--- Information provided ---
========================================================================
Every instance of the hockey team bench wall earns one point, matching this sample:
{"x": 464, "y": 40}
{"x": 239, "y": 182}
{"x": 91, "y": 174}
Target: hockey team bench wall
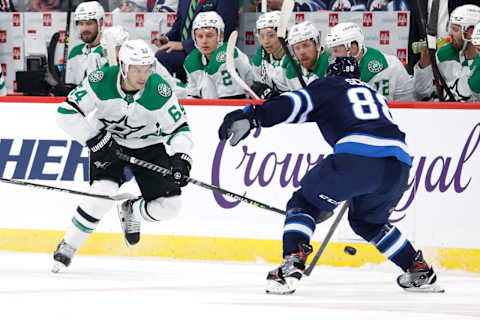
{"x": 439, "y": 210}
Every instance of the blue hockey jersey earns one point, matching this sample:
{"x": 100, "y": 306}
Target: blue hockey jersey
{"x": 352, "y": 117}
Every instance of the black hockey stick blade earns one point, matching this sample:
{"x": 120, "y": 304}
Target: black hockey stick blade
{"x": 119, "y": 196}
{"x": 329, "y": 235}
{"x": 165, "y": 171}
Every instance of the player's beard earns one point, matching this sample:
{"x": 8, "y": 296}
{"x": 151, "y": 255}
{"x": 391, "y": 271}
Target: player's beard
{"x": 88, "y": 37}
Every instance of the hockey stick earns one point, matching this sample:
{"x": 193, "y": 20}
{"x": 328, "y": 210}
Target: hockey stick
{"x": 287, "y": 9}
{"x": 332, "y": 229}
{"x": 119, "y": 196}
{"x": 67, "y": 42}
{"x": 432, "y": 49}
{"x": 164, "y": 171}
{"x": 230, "y": 61}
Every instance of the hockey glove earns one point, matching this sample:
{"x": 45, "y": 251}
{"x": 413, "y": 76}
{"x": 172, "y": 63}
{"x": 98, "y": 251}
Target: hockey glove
{"x": 103, "y": 149}
{"x": 238, "y": 124}
{"x": 181, "y": 164}
{"x": 263, "y": 90}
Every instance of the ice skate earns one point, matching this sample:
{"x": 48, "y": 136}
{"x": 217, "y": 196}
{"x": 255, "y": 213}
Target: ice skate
{"x": 419, "y": 277}
{"x": 62, "y": 256}
{"x": 284, "y": 279}
{"x": 130, "y": 224}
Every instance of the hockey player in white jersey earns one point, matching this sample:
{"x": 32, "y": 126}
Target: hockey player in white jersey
{"x": 304, "y": 39}
{"x": 88, "y": 56}
{"x": 455, "y": 59}
{"x": 126, "y": 108}
{"x": 3, "y": 87}
{"x": 207, "y": 75}
{"x": 111, "y": 41}
{"x": 269, "y": 57}
{"x": 382, "y": 71}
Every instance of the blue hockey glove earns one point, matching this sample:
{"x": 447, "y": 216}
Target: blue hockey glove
{"x": 237, "y": 125}
{"x": 181, "y": 164}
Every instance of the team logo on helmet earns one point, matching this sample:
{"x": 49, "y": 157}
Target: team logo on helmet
{"x": 164, "y": 90}
{"x": 95, "y": 76}
{"x": 375, "y": 66}
{"x": 221, "y": 56}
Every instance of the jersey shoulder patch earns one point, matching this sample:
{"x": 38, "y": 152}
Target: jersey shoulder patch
{"x": 372, "y": 63}
{"x": 104, "y": 82}
{"x": 157, "y": 92}
{"x": 448, "y": 52}
{"x": 193, "y": 62}
{"x": 76, "y": 51}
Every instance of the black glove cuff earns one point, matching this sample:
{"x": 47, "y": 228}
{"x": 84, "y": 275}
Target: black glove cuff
{"x": 185, "y": 157}
{"x": 99, "y": 141}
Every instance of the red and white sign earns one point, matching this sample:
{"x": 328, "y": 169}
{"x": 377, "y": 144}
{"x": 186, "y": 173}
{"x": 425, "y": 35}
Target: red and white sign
{"x": 16, "y": 53}
{"x": 47, "y": 19}
{"x": 139, "y": 20}
{"x": 333, "y": 19}
{"x": 249, "y": 38}
{"x": 299, "y": 17}
{"x": 108, "y": 20}
{"x": 16, "y": 20}
{"x": 367, "y": 19}
{"x": 153, "y": 36}
{"x": 402, "y": 55}
{"x": 3, "y": 36}
{"x": 171, "y": 19}
{"x": 402, "y": 20}
{"x": 384, "y": 37}
{"x": 61, "y": 38}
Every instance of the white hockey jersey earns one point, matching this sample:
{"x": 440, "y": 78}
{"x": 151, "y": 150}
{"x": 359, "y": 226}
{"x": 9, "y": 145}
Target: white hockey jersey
{"x": 210, "y": 79}
{"x": 153, "y": 115}
{"x": 83, "y": 60}
{"x": 457, "y": 72}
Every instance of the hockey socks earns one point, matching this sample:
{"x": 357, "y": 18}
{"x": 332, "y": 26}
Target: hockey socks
{"x": 298, "y": 227}
{"x": 394, "y": 246}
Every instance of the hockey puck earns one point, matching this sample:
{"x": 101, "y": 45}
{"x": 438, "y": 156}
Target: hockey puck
{"x": 350, "y": 250}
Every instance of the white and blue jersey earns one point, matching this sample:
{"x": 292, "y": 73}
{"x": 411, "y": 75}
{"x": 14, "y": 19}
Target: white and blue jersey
{"x": 352, "y": 116}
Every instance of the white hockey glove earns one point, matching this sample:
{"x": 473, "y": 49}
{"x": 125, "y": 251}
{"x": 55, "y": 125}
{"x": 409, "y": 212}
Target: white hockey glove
{"x": 237, "y": 125}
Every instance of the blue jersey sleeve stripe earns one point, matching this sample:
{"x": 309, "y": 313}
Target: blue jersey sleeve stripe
{"x": 308, "y": 98}
{"x": 296, "y": 106}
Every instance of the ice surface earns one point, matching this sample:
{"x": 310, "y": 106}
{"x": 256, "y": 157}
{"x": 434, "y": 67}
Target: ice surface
{"x": 149, "y": 288}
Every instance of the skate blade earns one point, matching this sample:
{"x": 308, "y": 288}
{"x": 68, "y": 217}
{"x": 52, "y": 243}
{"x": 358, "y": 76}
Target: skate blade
{"x": 428, "y": 288}
{"x": 274, "y": 287}
{"x": 57, "y": 267}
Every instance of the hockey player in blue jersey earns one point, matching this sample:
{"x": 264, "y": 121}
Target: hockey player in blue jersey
{"x": 369, "y": 166}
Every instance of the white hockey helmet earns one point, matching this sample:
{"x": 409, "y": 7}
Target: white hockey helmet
{"x": 344, "y": 34}
{"x": 117, "y": 34}
{"x": 302, "y": 32}
{"x": 476, "y": 35}
{"x": 209, "y": 19}
{"x": 465, "y": 16}
{"x": 90, "y": 10}
{"x": 135, "y": 52}
{"x": 269, "y": 19}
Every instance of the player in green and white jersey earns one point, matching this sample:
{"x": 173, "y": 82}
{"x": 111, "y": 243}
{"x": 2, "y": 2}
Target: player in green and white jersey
{"x": 88, "y": 56}
{"x": 111, "y": 41}
{"x": 126, "y": 108}
{"x": 455, "y": 60}
{"x": 3, "y": 87}
{"x": 383, "y": 72}
{"x": 269, "y": 57}
{"x": 312, "y": 60}
{"x": 207, "y": 75}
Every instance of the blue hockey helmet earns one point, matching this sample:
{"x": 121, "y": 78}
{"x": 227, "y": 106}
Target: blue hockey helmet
{"x": 345, "y": 67}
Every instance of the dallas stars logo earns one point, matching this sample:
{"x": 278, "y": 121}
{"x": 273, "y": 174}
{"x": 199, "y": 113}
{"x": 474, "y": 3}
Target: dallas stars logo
{"x": 120, "y": 128}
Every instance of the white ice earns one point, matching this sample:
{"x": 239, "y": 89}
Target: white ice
{"x": 149, "y": 288}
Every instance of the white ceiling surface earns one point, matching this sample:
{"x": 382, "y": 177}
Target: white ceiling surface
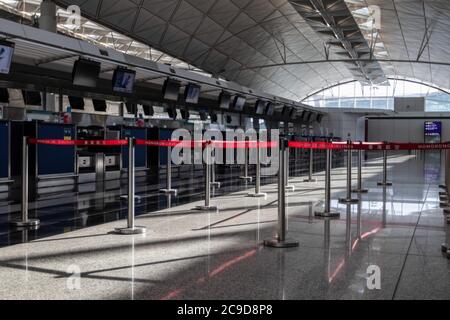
{"x": 226, "y": 35}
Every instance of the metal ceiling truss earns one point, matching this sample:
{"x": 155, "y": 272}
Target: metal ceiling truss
{"x": 334, "y": 22}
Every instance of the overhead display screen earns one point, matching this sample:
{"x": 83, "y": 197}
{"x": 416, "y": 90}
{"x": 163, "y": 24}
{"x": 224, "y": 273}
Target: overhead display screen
{"x": 171, "y": 90}
{"x": 6, "y": 54}
{"x": 123, "y": 80}
{"x": 433, "y": 128}
{"x": 192, "y": 93}
{"x": 433, "y": 131}
{"x": 85, "y": 73}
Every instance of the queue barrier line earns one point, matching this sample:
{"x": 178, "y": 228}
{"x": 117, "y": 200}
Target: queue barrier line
{"x": 158, "y": 143}
{"x": 374, "y": 146}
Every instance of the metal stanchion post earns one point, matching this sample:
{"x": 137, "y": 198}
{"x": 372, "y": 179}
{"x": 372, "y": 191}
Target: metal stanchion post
{"x": 214, "y": 183}
{"x": 348, "y": 199}
{"x": 385, "y": 182}
{"x": 169, "y": 189}
{"x": 327, "y": 208}
{"x": 258, "y": 193}
{"x": 131, "y": 228}
{"x": 360, "y": 188}
{"x": 246, "y": 177}
{"x": 280, "y": 241}
{"x": 311, "y": 166}
{"x": 286, "y": 168}
{"x": 207, "y": 206}
{"x": 25, "y": 222}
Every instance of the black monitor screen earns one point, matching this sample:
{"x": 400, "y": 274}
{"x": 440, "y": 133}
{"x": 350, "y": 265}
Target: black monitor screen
{"x": 171, "y": 90}
{"x": 239, "y": 103}
{"x": 123, "y": 80}
{"x": 319, "y": 118}
{"x": 76, "y": 103}
{"x": 85, "y": 73}
{"x": 260, "y": 107}
{"x": 32, "y": 98}
{"x": 270, "y": 110}
{"x": 224, "y": 100}
{"x": 131, "y": 108}
{"x": 99, "y": 105}
{"x": 6, "y": 54}
{"x": 192, "y": 93}
{"x": 4, "y": 95}
{"x": 185, "y": 114}
{"x": 148, "y": 110}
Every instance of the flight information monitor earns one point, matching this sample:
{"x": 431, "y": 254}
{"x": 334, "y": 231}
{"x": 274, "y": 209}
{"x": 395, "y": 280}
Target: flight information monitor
========================================================================
--- Given problem ---
Write out exactly the lines starting with the one that holds "Every instance of the black monitor" and running through the last line above.

--- Response for this exercise ---
Every instance of the black monitor screen earns one point, matching this sample:
{"x": 400, "y": 274}
{"x": 440, "y": 133}
{"x": 350, "y": 265}
Target: black monitor screen
{"x": 171, "y": 90}
{"x": 239, "y": 103}
{"x": 123, "y": 80}
{"x": 319, "y": 118}
{"x": 76, "y": 103}
{"x": 85, "y": 73}
{"x": 260, "y": 107}
{"x": 32, "y": 98}
{"x": 270, "y": 110}
{"x": 224, "y": 100}
{"x": 131, "y": 108}
{"x": 99, "y": 105}
{"x": 6, "y": 54}
{"x": 192, "y": 93}
{"x": 4, "y": 95}
{"x": 185, "y": 114}
{"x": 148, "y": 110}
Every instance of the flight information monitor earns one point, matching this sample:
{"x": 431, "y": 254}
{"x": 334, "y": 231}
{"x": 274, "y": 209}
{"x": 395, "y": 280}
Target: flight information monitor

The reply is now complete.